[Available records Boundary: Start]

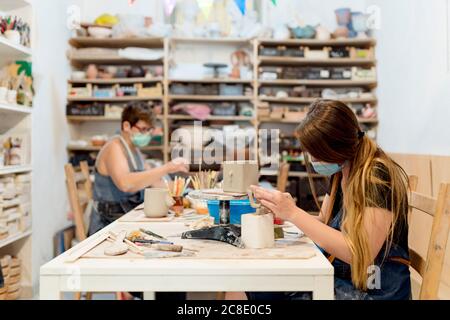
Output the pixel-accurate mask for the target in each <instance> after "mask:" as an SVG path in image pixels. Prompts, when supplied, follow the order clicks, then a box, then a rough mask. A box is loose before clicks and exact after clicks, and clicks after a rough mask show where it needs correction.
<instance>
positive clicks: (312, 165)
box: [311, 161, 342, 176]
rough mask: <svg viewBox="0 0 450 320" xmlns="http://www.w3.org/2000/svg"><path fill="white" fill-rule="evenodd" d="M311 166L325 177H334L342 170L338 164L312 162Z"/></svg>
mask: <svg viewBox="0 0 450 320" xmlns="http://www.w3.org/2000/svg"><path fill="white" fill-rule="evenodd" d="M311 165H312V166H313V168H314V171H316V172H317V173H318V174H321V175H324V176H332V175H333V174H335V173H338V172H339V171H341V170H342V165H340V164H337V163H326V162H320V161H312V162H311Z"/></svg>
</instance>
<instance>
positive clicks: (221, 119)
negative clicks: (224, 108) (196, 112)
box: [167, 114, 255, 121]
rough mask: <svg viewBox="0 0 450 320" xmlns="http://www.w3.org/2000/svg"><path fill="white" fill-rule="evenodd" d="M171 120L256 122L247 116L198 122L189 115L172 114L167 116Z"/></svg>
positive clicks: (219, 116)
mask: <svg viewBox="0 0 450 320" xmlns="http://www.w3.org/2000/svg"><path fill="white" fill-rule="evenodd" d="M167 118H168V119H170V120H193V121H214V120H224V121H254V120H255V118H254V117H246V116H209V117H208V118H207V119H206V120H198V119H194V118H193V117H191V116H189V115H182V114H180V115H178V114H172V115H168V116H167Z"/></svg>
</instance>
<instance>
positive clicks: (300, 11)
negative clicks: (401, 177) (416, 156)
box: [263, 0, 450, 155]
mask: <svg viewBox="0 0 450 320" xmlns="http://www.w3.org/2000/svg"><path fill="white" fill-rule="evenodd" d="M448 3H449V1H448V0H433V1H420V0H396V1H389V0H365V1H361V0H355V1H340V0H321V1H314V0H304V1H289V0H285V1H279V5H278V7H277V8H273V6H270V3H266V4H265V9H266V10H264V13H265V14H264V16H263V19H264V21H267V22H270V23H271V24H276V23H278V22H279V23H286V22H289V21H290V20H291V19H292V18H295V16H296V15H297V14H298V12H301V13H302V15H304V16H306V17H307V18H308V19H309V20H310V21H311V22H314V21H317V22H321V23H323V25H324V26H325V27H327V28H329V29H331V30H334V28H335V27H336V20H335V17H334V9H335V8H338V7H350V8H352V10H355V11H366V10H367V8H369V7H370V6H376V7H378V9H379V13H380V28H379V29H378V30H376V31H375V33H374V35H375V38H376V39H377V40H378V43H377V52H376V55H377V61H378V81H379V86H378V89H377V96H378V98H379V112H378V118H379V121H380V125H379V128H378V143H379V144H380V145H381V146H382V147H383V148H384V149H385V150H387V151H389V152H396V153H410V154H434V155H450V146H449V140H450V126H449V125H448V119H449V118H450V108H449V105H450V90H449V89H448V88H450V52H449V51H450V49H449V48H450V45H449V42H450V36H449V35H450V30H448V29H450V27H449V26H450V23H449V20H450V18H449V17H450V9H449V4H448Z"/></svg>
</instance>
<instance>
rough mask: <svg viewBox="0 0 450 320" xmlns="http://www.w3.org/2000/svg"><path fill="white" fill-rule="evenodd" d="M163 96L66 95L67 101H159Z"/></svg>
mask: <svg viewBox="0 0 450 320" xmlns="http://www.w3.org/2000/svg"><path fill="white" fill-rule="evenodd" d="M162 99H163V97H153V98H149V97H135V96H126V97H105V98H97V97H70V96H69V97H67V101H92V102H95V101H98V102H106V101H107V102H127V101H161V100H162Z"/></svg>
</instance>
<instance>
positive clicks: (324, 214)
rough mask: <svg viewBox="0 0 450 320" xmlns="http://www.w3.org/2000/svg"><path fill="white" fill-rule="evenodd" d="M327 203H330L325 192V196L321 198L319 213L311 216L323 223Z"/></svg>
mask: <svg viewBox="0 0 450 320" xmlns="http://www.w3.org/2000/svg"><path fill="white" fill-rule="evenodd" d="M329 203H330V196H329V195H328V193H327V194H326V195H325V198H324V199H323V202H322V206H321V207H320V212H319V215H317V216H313V217H314V218H316V219H317V220H319V221H320V222H323V223H325V214H326V213H327V212H328V206H329Z"/></svg>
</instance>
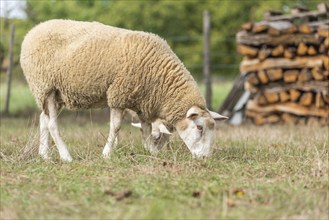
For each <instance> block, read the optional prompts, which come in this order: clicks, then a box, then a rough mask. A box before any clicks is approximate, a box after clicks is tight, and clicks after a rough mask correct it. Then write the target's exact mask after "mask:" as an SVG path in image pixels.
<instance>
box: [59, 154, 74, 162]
mask: <svg viewBox="0 0 329 220" xmlns="http://www.w3.org/2000/svg"><path fill="white" fill-rule="evenodd" d="M61 160H62V161H64V162H71V161H72V160H73V159H72V157H71V155H65V156H61Z"/></svg>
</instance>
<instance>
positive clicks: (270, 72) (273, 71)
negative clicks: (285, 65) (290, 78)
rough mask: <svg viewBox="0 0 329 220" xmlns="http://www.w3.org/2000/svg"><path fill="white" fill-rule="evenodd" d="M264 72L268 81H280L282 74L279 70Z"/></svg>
mask: <svg viewBox="0 0 329 220" xmlns="http://www.w3.org/2000/svg"><path fill="white" fill-rule="evenodd" d="M266 72H267V76H268V78H269V80H270V81H272V82H273V81H277V80H280V79H282V76H283V73H282V69H281V68H273V69H268V70H267V71H266Z"/></svg>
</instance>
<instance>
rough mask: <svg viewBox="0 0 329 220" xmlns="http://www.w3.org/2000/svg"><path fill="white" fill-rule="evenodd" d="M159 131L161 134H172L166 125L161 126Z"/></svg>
mask: <svg viewBox="0 0 329 220" xmlns="http://www.w3.org/2000/svg"><path fill="white" fill-rule="evenodd" d="M159 130H160V132H161V133H164V134H171V132H170V131H169V130H168V128H167V127H166V126H165V125H164V124H162V123H161V124H159Z"/></svg>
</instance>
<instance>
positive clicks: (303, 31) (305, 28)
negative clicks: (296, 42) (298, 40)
mask: <svg viewBox="0 0 329 220" xmlns="http://www.w3.org/2000/svg"><path fill="white" fill-rule="evenodd" d="M298 31H299V32H300V33H303V34H311V33H312V32H313V29H312V27H311V26H310V25H309V24H308V23H304V24H301V25H299V27H298Z"/></svg>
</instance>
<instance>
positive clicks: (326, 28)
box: [317, 25, 329, 37]
mask: <svg viewBox="0 0 329 220" xmlns="http://www.w3.org/2000/svg"><path fill="white" fill-rule="evenodd" d="M328 33H329V25H321V26H319V27H318V30H317V34H318V36H320V37H328Z"/></svg>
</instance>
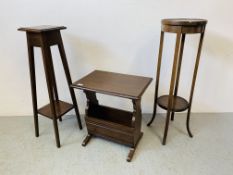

[Available records Boundary: End]

**Task requirements**.
Each entry should be repeated exactly as it appears; the pictures stay out.

**Completed exercise**.
Output the pixel-accurate mask for the target in each <instance> after "mask:" as an SVG path in image pixels. Prompts, when supplied, follow the order clicks, then a box, then a rough mask. A box is loose before clicks and exact after clicks, and clicks after a rough mask show where it needs correction.
<instance>
positive clicks: (312, 165)
box: [311, 161, 342, 176]
rough mask: <svg viewBox="0 0 450 320" xmlns="http://www.w3.org/2000/svg"><path fill="white" fill-rule="evenodd" d="M311 166L325 177H334L342 170L338 164L312 162Z"/></svg>
mask: <svg viewBox="0 0 450 320" xmlns="http://www.w3.org/2000/svg"><path fill="white" fill-rule="evenodd" d="M311 165H312V166H313V168H314V171H316V172H317V173H318V174H321V175H324V176H332V175H333V174H335V173H338V172H339V171H341V170H342V165H340V164H337V163H326V162H320V161H312V162H311Z"/></svg>
</instance>
<instance>
positive clicks: (221, 119)
negative clicks: (224, 108) (196, 112)
box: [167, 114, 255, 121]
rough mask: <svg viewBox="0 0 450 320" xmlns="http://www.w3.org/2000/svg"><path fill="white" fill-rule="evenodd" d="M171 120L256 122L247 116L198 122L189 115L172 114L167 116Z"/></svg>
positive clicks: (219, 116)
mask: <svg viewBox="0 0 450 320" xmlns="http://www.w3.org/2000/svg"><path fill="white" fill-rule="evenodd" d="M167 118H168V119H170V120H193V121H214V120H224V121H254V120H255V118H254V117H246V116H209V117H208V118H207V119H206V120H198V119H194V118H193V117H191V116H189V115H182V114H180V115H178V114H172V115H168V116H167Z"/></svg>
</instance>
<instance>
positive clicks: (300, 11)
negative clicks: (401, 177) (416, 156)
box: [263, 0, 450, 155]
mask: <svg viewBox="0 0 450 320" xmlns="http://www.w3.org/2000/svg"><path fill="white" fill-rule="evenodd" d="M448 3H449V1H448V0H433V1H420V0H396V1H389V0H365V1H361V0H355V1H340V0H321V1H314V0H304V1H289V0H285V1H279V5H278V7H277V8H273V6H270V3H266V4H265V9H266V10H264V13H265V14H264V16H263V19H264V21H267V22H270V23H271V24H276V23H278V22H279V23H286V22H289V21H290V20H291V19H292V18H295V16H296V15H297V14H298V12H301V13H302V15H304V16H306V17H307V18H308V19H309V20H310V21H311V22H314V21H317V22H321V23H323V25H324V26H325V27H327V28H329V29H331V30H334V28H335V27H336V20H335V17H334V9H335V8H338V7H350V8H352V10H355V11H366V10H367V8H369V7H370V6H376V7H378V9H379V13H380V28H379V29H378V30H376V31H375V33H374V35H375V38H376V39H377V40H378V43H377V52H376V55H377V61H378V81H379V86H378V89H377V96H378V98H379V112H378V118H379V121H380V125H379V128H378V143H379V144H380V145H381V146H382V147H383V148H384V149H385V150H387V151H389V152H396V153H410V154H434V155H450V146H449V140H450V126H449V125H448V119H449V118H450V108H449V105H450V90H449V89H448V88H450V52H449V51H450V49H449V48H450V45H449V42H450V36H449V35H450V30H448V29H450V27H449V26H450V23H449V20H450V18H449V17H450V9H449V4H448Z"/></svg>
</instance>
<instance>
rough mask: <svg viewBox="0 0 450 320" xmlns="http://www.w3.org/2000/svg"><path fill="white" fill-rule="evenodd" d="M163 96L66 95L67 101H159Z"/></svg>
mask: <svg viewBox="0 0 450 320" xmlns="http://www.w3.org/2000/svg"><path fill="white" fill-rule="evenodd" d="M162 99H163V97H153V98H149V97H135V96H126V97H105V98H97V97H70V96H69V97H67V101H92V102H95V101H98V102H106V101H107V102H127V101H161V100H162Z"/></svg>
</instance>
<instance>
positive clicks: (324, 214)
rough mask: <svg viewBox="0 0 450 320" xmlns="http://www.w3.org/2000/svg"><path fill="white" fill-rule="evenodd" d="M327 203H330L325 192V196L321 198L319 213L311 216L323 223Z"/></svg>
mask: <svg viewBox="0 0 450 320" xmlns="http://www.w3.org/2000/svg"><path fill="white" fill-rule="evenodd" d="M329 203H330V196H329V195H328V193H327V194H326V195H325V198H324V199H323V202H322V206H321V207H320V212H319V215H317V216H313V217H314V218H316V219H317V220H319V221H320V222H323V223H325V214H326V213H327V212H328V206H329Z"/></svg>
</instance>
For each <instance> block, read the optional prompts, which come in this order: clicks, then a box, then a rough mask. A box before any clicks is approximate, a box after clicks is tight, and clicks after a rough mask correct it. Then write the target's exact mask after "mask:" as an SVG path in image pixels.
<instance>
box: [59, 154, 74, 162]
mask: <svg viewBox="0 0 329 220" xmlns="http://www.w3.org/2000/svg"><path fill="white" fill-rule="evenodd" d="M61 160H62V161H64V162H71V161H72V160H73V159H72V157H71V155H65V156H61Z"/></svg>
</instance>
<instance>
positive clicks: (270, 72) (273, 71)
negative clicks: (285, 65) (290, 78)
rough mask: <svg viewBox="0 0 329 220" xmlns="http://www.w3.org/2000/svg"><path fill="white" fill-rule="evenodd" d="M264 72L268 81H280L282 74L279 70Z"/></svg>
mask: <svg viewBox="0 0 329 220" xmlns="http://www.w3.org/2000/svg"><path fill="white" fill-rule="evenodd" d="M266 72H267V76H268V78H269V80H270V81H272V82H273V81H277V80H280V79H282V76H283V73H282V69H281V68H273V69H268V70H267V71H266Z"/></svg>
</instance>
<instance>
rough mask: <svg viewBox="0 0 329 220" xmlns="http://www.w3.org/2000/svg"><path fill="white" fill-rule="evenodd" d="M159 131L161 134H172L166 125L161 126Z"/></svg>
mask: <svg viewBox="0 0 329 220" xmlns="http://www.w3.org/2000/svg"><path fill="white" fill-rule="evenodd" d="M159 130H160V132H161V133H164V134H171V132H170V131H169V130H168V128H167V127H166V126H165V125H164V124H162V123H161V124H159Z"/></svg>
</instance>
<instance>
positive clicks: (303, 31) (305, 28)
negative clicks: (296, 42) (298, 40)
mask: <svg viewBox="0 0 329 220" xmlns="http://www.w3.org/2000/svg"><path fill="white" fill-rule="evenodd" d="M298 31H299V32H300V33H303V34H311V33H312V32H313V29H312V27H311V26H310V25H309V24H308V23H304V24H301V25H299V27H298Z"/></svg>
</instance>
<instance>
positive clicks: (326, 28)
box: [317, 25, 329, 37]
mask: <svg viewBox="0 0 329 220" xmlns="http://www.w3.org/2000/svg"><path fill="white" fill-rule="evenodd" d="M328 33H329V25H321V26H319V27H318V30H317V34H318V36H320V37H328Z"/></svg>
</instance>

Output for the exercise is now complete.